• TASK PROMPT:
Only an exact reprint of all the data is acceptable.

(Source records)
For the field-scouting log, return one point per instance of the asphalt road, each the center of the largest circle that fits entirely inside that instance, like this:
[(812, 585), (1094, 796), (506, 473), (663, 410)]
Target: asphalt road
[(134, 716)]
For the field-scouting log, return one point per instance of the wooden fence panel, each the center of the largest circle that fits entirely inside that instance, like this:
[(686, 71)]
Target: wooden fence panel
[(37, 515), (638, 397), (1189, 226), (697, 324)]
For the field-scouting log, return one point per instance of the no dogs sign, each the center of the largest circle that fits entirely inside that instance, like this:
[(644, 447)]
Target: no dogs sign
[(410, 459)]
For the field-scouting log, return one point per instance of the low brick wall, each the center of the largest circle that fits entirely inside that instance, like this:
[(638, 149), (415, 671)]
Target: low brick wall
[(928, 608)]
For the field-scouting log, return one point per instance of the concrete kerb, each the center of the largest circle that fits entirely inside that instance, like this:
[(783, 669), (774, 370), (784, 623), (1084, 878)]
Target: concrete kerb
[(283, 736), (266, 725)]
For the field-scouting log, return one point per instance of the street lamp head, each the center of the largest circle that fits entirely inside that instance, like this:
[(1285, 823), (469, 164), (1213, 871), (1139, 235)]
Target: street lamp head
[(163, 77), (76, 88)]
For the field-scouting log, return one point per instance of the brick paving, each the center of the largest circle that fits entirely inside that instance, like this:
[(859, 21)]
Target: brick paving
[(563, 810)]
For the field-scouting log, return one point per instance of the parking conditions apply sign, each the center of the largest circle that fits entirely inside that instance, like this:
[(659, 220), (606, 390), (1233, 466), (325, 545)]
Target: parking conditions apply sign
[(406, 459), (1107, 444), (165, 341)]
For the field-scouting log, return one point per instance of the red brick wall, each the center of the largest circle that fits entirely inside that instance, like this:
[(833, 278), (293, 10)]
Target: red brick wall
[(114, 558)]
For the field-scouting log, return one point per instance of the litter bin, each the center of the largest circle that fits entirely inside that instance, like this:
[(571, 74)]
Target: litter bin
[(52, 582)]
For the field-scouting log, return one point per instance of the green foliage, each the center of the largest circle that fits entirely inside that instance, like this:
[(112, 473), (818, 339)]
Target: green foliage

• RESPONSE:
For the field-scouting log, return one point per instance of the asphalt road, each the center of the largest circle that fits entirely inside that instance, like this:
[(812, 585), (1094, 796), (506, 473), (663, 410)]
Target: asphalt road
[(134, 716)]
For the field-scouting log, return one point per instance of the wooden fence panel, each the center of the largest circle that fits entirely inside that instance, like this:
[(686, 71)]
Target: wooden fence panel
[(37, 515), (638, 397), (1189, 226), (697, 324)]
For the field-scouting log, return one point per instance of the no dogs sign, each the center of the largest circle that fits entirely inside that instance, like this:
[(644, 447)]
Target: no dogs sign
[(410, 459)]
For the field-scouting log, return one point per instance of the low brick wall, each the center of the largest circle that fits entirely inside that instance, like this:
[(638, 149), (415, 671)]
Target: low brick wall
[(928, 608)]
For the field-scouting log, return one point per instance of the concrete kerb, each the center of the largest circle that fits entirely inside that instance, like this:
[(783, 669), (774, 370), (784, 623), (1084, 878)]
Target: concrete kerb
[(283, 736), (266, 725)]
For the field-scouting log, return one point per instance of the street lamp head, each the center of the largest circle that fits entirely inside that instance, like this:
[(1285, 823), (469, 164), (1213, 871), (1139, 235)]
Target: street lamp head
[(163, 77), (76, 88)]
For the field-scouting log, return one point per instance of the brick paving, each the center of the largest circle that fits entirely inside that instance, like this:
[(859, 21)]
Target: brick paving
[(563, 810)]
For the field-scouting log, return one point per instance of the parking conditions apply sign, each the center of the largest circle that fits entirely inside that instance, like this:
[(659, 220), (606, 390), (1233, 466), (325, 545)]
Target: parking conditions apply sign
[(406, 459), (1107, 444), (165, 341)]
For the field-scouting log, return one point per instance of the red brick wall, each the center of the largest circle that fits entirely inside that instance, like this:
[(833, 278), (293, 10)]
Target: red brick wall
[(114, 558)]
For the field-scouting log, return one point per instance of the litter bin, each the center of the largest circle that fits entirely inside that instance, like this:
[(571, 74)]
Target: litter bin
[(52, 582)]
For the field-scouting log, return one point per instance of the green foliage, each the center of the largest circle that fits entirely inside that instance, like this:
[(112, 473), (818, 339)]
Target: green foliage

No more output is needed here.